The id of the promised stream.

-pad STRING / -padlen INT (txreq, txresp, txpush)

Add string as padding to the frame, either the one you provided with -pad, or one that is generated for you, of length INT is -padlen case.

txdata

By default, data frames are empty. The receiving end will know the whole body has been delivered thanks to the END_STREAM flag set in the last DATA frame, and txdata automatically set it.

-data STRING

Data to be embedded into the frame.

-datalen INT

Generate and INT-bytes long string to be sent in the frame.

-pad STRING / -padlen INT

Add string as padding to the frame, either the one you provided with -pad, or one that is generated for you, of length INT is -padlen case.

-nostrend

Don’t set the END_STREAM flag, allowing to send more data on this stream.

rxreq, rxresp

These are two convenience functions to receive headers and body of an incoming request or response. The only difference is that rxreq can only be by a server, and rxresp by a client.

rxhdrs

rxhdrs will expect one HEADER frame, then, depending on the arguments, zero or more CONTINUATION frame.

-all

Keep waiting for CONTINUATION frames until END_HEADERS flag is seen.

-some INT

Retrieve INT - 1 CONTINUATION frames after the HEADER frame.

rxpush

This works like rxhdrs, expecting a PUSH frame and then zero or more CONTINUATION frames.

-all

Keep waiting for CONTINUATION frames until END_HEADERS flag is seen.

-some INT

Retrieve INT - 1 CONTINUATION frames after the PUSH frame.

rxdata

Receiving data is done using the rxdata keywords and will retrieve one DATA frame, if you wish to receive more, you can use these two convenience arguments:

-all

keep waiting for DATA frame until one sets the END_STREAM flag

-some INT

retrieve INT DATA frames.

******************************

List every command keyword in the frame-command reference whose name begins with "rx".

- [Dataset records]
******************************

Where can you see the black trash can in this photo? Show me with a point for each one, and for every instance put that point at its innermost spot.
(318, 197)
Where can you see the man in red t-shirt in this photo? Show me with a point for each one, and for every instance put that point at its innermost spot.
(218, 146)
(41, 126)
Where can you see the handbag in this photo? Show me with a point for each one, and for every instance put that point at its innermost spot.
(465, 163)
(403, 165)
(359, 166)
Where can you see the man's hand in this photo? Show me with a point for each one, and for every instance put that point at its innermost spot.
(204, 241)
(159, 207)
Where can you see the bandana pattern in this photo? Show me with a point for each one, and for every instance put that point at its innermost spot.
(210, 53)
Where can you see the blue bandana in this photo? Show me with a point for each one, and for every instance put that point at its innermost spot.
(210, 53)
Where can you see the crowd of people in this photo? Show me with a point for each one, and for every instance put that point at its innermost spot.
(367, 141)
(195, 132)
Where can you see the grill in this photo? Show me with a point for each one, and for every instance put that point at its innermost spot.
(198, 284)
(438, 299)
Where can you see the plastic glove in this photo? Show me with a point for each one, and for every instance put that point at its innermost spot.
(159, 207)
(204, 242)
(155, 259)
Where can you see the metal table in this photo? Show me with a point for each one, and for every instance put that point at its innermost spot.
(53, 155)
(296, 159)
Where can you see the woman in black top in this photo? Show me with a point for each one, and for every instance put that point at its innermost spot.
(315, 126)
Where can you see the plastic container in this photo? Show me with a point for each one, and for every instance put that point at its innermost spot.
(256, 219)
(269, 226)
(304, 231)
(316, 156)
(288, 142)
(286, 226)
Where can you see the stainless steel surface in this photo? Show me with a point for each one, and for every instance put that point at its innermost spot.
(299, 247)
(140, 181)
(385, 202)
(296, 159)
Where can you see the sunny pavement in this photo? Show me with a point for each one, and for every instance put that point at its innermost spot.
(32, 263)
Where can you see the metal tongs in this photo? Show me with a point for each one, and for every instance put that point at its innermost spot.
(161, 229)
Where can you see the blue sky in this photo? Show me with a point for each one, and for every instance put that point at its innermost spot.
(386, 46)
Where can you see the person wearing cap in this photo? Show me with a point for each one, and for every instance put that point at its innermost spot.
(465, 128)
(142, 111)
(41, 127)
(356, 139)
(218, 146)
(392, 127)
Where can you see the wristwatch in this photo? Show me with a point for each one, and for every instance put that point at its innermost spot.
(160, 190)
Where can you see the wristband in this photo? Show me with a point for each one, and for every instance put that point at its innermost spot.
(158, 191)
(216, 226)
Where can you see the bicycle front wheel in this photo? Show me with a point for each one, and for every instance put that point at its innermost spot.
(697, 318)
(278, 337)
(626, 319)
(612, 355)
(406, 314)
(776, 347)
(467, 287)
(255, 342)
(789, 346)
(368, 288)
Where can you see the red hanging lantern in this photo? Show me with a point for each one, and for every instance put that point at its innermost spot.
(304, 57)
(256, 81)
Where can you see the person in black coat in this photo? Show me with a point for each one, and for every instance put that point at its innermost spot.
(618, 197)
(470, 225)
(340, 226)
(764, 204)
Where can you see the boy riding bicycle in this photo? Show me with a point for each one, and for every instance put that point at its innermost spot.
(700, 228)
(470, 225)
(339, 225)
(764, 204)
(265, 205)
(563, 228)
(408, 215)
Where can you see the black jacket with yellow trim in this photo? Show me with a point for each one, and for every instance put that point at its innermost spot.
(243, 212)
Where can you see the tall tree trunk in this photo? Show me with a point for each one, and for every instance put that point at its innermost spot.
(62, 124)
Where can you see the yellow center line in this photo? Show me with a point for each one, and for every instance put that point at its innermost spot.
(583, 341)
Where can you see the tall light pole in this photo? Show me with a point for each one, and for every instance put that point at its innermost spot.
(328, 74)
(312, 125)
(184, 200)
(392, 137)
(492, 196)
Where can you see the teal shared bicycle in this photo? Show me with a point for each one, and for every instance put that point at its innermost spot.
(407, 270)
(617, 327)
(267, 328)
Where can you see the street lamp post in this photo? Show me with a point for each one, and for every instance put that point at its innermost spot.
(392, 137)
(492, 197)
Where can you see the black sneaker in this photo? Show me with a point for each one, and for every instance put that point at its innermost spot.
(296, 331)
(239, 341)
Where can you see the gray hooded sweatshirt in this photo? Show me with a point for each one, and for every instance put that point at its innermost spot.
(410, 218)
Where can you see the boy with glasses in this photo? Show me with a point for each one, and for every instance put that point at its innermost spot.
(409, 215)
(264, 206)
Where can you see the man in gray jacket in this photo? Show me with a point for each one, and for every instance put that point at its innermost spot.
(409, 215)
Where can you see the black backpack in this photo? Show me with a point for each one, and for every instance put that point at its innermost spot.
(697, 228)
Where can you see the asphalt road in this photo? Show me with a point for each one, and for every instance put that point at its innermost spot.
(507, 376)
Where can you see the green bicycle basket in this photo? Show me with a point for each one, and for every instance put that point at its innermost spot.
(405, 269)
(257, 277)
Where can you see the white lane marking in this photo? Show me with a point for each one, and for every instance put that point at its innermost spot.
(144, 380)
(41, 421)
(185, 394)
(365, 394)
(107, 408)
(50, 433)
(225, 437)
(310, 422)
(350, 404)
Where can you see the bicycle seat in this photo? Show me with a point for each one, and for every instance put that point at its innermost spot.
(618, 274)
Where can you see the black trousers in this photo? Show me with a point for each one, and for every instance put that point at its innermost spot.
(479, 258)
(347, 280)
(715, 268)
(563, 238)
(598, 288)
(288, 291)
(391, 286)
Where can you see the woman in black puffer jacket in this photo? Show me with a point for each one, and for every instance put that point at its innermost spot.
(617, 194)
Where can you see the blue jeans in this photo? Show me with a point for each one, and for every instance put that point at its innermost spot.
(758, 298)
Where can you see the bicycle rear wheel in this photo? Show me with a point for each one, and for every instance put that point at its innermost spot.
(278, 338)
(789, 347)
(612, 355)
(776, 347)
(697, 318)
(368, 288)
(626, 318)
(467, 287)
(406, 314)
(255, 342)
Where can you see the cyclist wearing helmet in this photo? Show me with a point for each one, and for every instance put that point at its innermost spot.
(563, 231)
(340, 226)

******************************

- [RESULT OF THE EXERCISE]
rxreq, rxresp, rxhdrs, rxpush, rxdata